═══ Passage ═══
Kidnapped Sisters Found Safe; Suspect Dead
Adam Mayes, the Mississippi man accused of killing a Tennessee mother and daughter, is dead, and the two other missing daughters were found safe, authorites said Thursday night.
There were conflicting reports about Mayes' fate since he was found after suffering an apparently self-inflicted gunshot wound Thursday night in Union County, Mississippi, CNN reported.
Daniel McMullen, FBI special agent in charge in Jackson, told reporters around 10 p.m. that Mayes was pronounced dead.
The two surviving sisters are suffering from the experience of being out in the woods and from being kidnapped. They are suffering from dehydration and exhaustion, but appear OK, a federal law enforcement source on the scene told CNN.
Mayes, 35, was on America's Most Wanted Fugitive List.
Guntown Police Chief Michael Hall said a SWAT team found Mayes and when they moved in, he shot himself.
Police say the two daughters that Mayes allegedly abducted, Alexandria Bain, 12, and Kyliyah Bain, 8, were found alive and safe. Both girls were being taken to a hospital for observation.
Authorities responded to the area after someone called to report what they suspected was Mayes' vehicle, a law enforcement source close to the investigation said Thursday night.
A task force was nearby and as they approached, Mayes stood up and shot himself in the head, the source said. The two girls were not near him at the time.
When they found Mayes he was still alive, but he later succumbed to his wounds.
Mayes and his wife, Teresa, were charged with first-degree murder in the deaths of Jo Ann Bain, 31, and her daughter, Adrienne, 14. Their bodies were found buried outside the Mayes' home a week after they were reported missing by Jo Ann Bain's husband, Gary.
═══ Exercise data ═══
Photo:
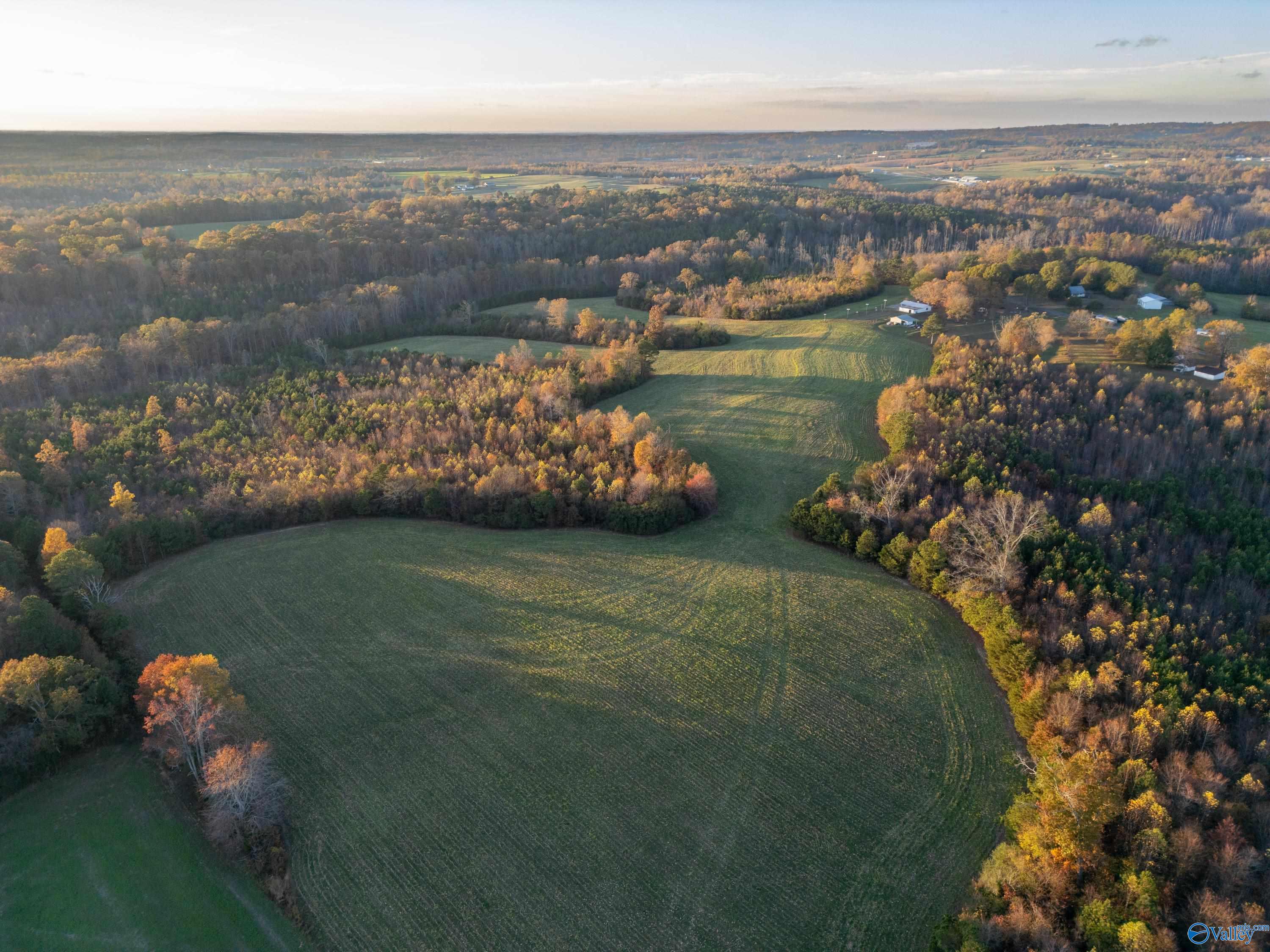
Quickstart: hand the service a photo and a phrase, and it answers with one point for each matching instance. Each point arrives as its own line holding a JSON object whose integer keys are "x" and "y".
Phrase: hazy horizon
{"x": 392, "y": 66}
═══
Try it |
Answer these questions from the kidnapping report.
1. How old was Mayes?
2. According to the federal law enforcement source, what were the two surviving sisters suffering from?
3. Who reported Jo Ann Bain and her daughter Adrienne missing?
You won't need the lines for this.

Exercise response |
1. He was 35.
2. They were suffering from dehydration and exhaustion.
3. Jo Ann Bain's husband, Gary, reported them missing.